Print every entry exactly as written.

#### Entries

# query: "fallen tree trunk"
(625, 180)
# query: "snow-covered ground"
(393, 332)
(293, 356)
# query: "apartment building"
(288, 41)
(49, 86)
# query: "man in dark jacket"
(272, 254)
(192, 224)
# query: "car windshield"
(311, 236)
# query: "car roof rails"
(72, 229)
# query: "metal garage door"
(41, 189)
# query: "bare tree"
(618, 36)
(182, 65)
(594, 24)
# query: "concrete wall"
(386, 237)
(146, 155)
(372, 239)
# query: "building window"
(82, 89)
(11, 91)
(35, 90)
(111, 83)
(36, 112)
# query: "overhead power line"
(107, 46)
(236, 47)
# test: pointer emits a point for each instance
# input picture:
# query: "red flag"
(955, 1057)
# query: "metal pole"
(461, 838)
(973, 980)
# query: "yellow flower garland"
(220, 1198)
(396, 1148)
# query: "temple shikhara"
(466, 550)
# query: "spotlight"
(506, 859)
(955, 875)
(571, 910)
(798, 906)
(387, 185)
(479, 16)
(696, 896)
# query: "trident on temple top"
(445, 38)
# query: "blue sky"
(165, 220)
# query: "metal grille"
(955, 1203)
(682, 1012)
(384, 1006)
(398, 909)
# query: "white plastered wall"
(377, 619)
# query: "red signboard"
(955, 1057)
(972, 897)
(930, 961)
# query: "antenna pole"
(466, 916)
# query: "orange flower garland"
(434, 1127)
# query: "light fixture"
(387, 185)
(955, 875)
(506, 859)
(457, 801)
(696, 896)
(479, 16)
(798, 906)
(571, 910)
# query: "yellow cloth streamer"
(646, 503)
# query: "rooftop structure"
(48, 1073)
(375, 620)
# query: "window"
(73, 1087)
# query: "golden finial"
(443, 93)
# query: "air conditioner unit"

########

* [Full answer]
# query: "fallen tree trunk"
(625, 180)
# query: "snow-covered ground"
(393, 332)
(293, 356)
# query: "apartment building"
(288, 41)
(49, 86)
# query: "man in dark jacket"
(272, 254)
(192, 224)
# query: "car windshield"
(311, 236)
# query: "car roof rails"
(72, 229)
# query: "metal garage door"
(41, 189)
# query: "bare tree"
(618, 36)
(182, 65)
(594, 24)
# query: "concrete wall"
(386, 237)
(146, 155)
(372, 239)
# query: "building window"
(82, 89)
(11, 91)
(35, 90)
(111, 83)
(36, 112)
# query: "overhead power line"
(107, 46)
(236, 47)
# test: pointer emits a point for each instance
# input picture:
# query: "red flag"
(955, 1057)
# query: "metal pole"
(461, 838)
(973, 980)
# query: "yellow flower garland"
(220, 1198)
(396, 1148)
# query: "temple shikhara"
(466, 550)
# query: "spotlight"
(506, 859)
(955, 875)
(571, 910)
(798, 906)
(387, 185)
(479, 16)
(696, 896)
# query: "trident on temple top"
(445, 38)
# query: "blue sky"
(165, 220)
# query: "metal grille"
(955, 1203)
(682, 1012)
(384, 1006)
(398, 909)
# query: "white plastered wall"
(377, 619)
# query: "red signboard"
(955, 1057)
(972, 897)
(930, 961)
# query: "antenna pole"
(466, 916)
# query: "orange flower garland"
(434, 1127)
# query: "light fixture"
(387, 185)
(955, 875)
(506, 859)
(457, 801)
(696, 896)
(479, 16)
(798, 906)
(571, 910)
# query: "yellow cloth streamer"
(646, 503)
# query: "rooftop structure"
(48, 1073)
(375, 620)
# query: "window"
(73, 1087)
# query: "golden finial"
(443, 93)
# query: "air conditioner unit"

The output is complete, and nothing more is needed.